QUESTIONS
#1 Answer these questions using the Eps8 summary:
(a) In which journal and year did the work appear?
(b) Where does the Eps8 output function reside?
(c) In which city and country is the listed department?
#2 Retype the Eps8 summary from "Scita G, Tenca" to "20141 Milan, Italy." without any changes.

GIVEN TEXT
Scita G, Tenca P, Areces LB, Tocchetti A, Frittoli E, Giardina G, Ponzanelli I, Sini P, Innocenti M, Di Fiore PP - J. Cell Biol. (2001)

Bottom Line: Here, by performing a structure-function analysis we show that the Eps8 output function resides in an effector region located within its COOH terminus.This effector region, when separated from the holoprotein, activates Rac and acts as a potent inducer of actin polymerization.Finally, the Eps8 effector region mediates a direct interaction of Eps8 with F-actin, dictating Eps8 cellular localization.

View Article: PubMed Central - PubMed

Affiliation: Department of Experimental Oncology, European Institute of Oncology, 20141 Milan, Italy.

SUPPLIED DATA
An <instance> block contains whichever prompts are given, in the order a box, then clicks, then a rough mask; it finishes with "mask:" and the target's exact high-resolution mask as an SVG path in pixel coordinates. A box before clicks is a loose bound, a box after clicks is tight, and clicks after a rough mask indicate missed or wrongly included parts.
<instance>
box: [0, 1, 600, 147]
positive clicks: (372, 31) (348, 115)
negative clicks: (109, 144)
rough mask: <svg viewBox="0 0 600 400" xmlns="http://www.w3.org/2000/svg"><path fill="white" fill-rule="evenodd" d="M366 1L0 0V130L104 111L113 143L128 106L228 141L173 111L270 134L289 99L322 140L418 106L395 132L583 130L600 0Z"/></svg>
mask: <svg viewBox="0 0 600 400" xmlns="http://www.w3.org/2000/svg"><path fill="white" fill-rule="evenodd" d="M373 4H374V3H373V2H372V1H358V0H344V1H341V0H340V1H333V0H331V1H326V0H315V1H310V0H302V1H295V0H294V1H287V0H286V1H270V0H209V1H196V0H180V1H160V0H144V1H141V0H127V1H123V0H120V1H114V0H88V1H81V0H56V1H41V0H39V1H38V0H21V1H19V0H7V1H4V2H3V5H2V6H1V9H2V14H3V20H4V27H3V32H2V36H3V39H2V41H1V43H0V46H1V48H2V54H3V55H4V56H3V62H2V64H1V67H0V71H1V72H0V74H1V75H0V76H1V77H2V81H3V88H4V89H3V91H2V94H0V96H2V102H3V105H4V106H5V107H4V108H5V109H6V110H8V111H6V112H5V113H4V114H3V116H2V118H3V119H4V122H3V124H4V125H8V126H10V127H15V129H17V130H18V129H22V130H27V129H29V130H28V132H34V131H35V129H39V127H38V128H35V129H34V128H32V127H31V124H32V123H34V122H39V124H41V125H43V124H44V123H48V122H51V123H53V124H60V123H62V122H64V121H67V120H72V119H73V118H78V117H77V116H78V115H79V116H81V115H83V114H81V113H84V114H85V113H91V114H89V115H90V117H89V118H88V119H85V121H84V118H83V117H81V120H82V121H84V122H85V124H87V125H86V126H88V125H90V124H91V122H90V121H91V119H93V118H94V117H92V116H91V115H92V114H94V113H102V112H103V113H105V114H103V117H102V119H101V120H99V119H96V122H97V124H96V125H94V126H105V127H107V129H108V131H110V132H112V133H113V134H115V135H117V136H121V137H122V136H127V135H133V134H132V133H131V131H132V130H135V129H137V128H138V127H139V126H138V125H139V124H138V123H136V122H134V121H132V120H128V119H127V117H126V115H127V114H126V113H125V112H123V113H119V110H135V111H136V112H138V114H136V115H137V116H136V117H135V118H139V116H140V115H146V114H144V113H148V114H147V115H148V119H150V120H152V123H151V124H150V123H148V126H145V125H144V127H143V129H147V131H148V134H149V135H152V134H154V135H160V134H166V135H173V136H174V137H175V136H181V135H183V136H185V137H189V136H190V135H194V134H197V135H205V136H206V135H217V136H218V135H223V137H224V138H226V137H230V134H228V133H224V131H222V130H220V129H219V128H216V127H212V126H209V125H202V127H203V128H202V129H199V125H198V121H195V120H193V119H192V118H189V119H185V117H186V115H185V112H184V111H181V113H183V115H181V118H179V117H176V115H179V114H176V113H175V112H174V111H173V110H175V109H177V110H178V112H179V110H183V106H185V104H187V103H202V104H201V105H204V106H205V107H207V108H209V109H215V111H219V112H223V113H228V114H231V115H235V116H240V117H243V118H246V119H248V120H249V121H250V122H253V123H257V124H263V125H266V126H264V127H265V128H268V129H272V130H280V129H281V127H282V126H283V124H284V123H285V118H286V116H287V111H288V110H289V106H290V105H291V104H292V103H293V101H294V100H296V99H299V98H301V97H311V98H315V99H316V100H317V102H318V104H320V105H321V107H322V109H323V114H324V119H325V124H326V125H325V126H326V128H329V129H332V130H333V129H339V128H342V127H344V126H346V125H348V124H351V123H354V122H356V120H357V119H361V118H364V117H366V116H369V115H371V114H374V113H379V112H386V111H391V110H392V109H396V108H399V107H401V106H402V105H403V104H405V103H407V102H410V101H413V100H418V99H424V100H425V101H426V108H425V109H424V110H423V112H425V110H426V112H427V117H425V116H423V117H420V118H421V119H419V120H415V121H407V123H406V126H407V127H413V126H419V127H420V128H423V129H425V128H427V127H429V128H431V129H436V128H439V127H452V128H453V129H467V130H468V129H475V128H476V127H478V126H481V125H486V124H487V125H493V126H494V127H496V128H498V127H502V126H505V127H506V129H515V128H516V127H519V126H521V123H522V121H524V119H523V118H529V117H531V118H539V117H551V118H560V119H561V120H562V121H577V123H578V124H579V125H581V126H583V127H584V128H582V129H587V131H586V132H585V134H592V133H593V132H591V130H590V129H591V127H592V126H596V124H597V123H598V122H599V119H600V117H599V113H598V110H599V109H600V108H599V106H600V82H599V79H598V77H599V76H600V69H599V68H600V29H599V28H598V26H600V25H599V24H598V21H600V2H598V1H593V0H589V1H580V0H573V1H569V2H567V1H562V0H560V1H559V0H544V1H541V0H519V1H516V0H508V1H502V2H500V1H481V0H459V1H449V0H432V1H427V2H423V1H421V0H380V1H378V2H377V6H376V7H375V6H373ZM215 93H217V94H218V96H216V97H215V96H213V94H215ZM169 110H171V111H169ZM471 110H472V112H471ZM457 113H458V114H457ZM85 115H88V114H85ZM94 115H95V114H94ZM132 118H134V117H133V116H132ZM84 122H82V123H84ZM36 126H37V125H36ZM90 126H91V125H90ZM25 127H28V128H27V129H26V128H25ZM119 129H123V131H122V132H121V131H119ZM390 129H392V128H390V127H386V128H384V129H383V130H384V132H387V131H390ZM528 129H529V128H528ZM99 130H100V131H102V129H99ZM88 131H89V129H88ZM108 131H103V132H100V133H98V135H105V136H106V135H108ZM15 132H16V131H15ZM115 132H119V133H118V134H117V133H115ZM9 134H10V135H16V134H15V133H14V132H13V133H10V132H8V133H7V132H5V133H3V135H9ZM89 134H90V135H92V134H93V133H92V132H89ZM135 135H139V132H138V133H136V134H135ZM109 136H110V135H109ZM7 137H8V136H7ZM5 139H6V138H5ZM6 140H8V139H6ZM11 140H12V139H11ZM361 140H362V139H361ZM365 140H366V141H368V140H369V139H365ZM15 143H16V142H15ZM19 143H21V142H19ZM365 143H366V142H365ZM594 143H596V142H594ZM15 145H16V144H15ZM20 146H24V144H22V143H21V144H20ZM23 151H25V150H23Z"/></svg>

SOLUTION SET
#1
(a) J. Cell Biol., 2001
(b) In an effector region located within its COOH terminus
(c) Milan, Italy

#2
Scita G, Tenca P, Areces LB, Tocchetti A, Frittoli E, Giardina G, Ponzanelli I, Sini P, Innocenti M, Di Fiore PP - J. Cell Biol. (2001)

Bottom Line: Here, by performing a structure-function analysis we show that the Eps8 output function resides in an effector region located within its COOH terminus.This effector region, when separated from the holoprotein, activates Rac and acts as a potent inducer of actin polymerization.Finally, the Eps8 effector region mediates a direct interaction of Eps8 with F-actin, dictating Eps8 cellular localization.

View Article: PubMed Central - PubMed

Affiliation: Department of Experimental Oncology, European Institute of Oncology, 20141 Milan, Italy.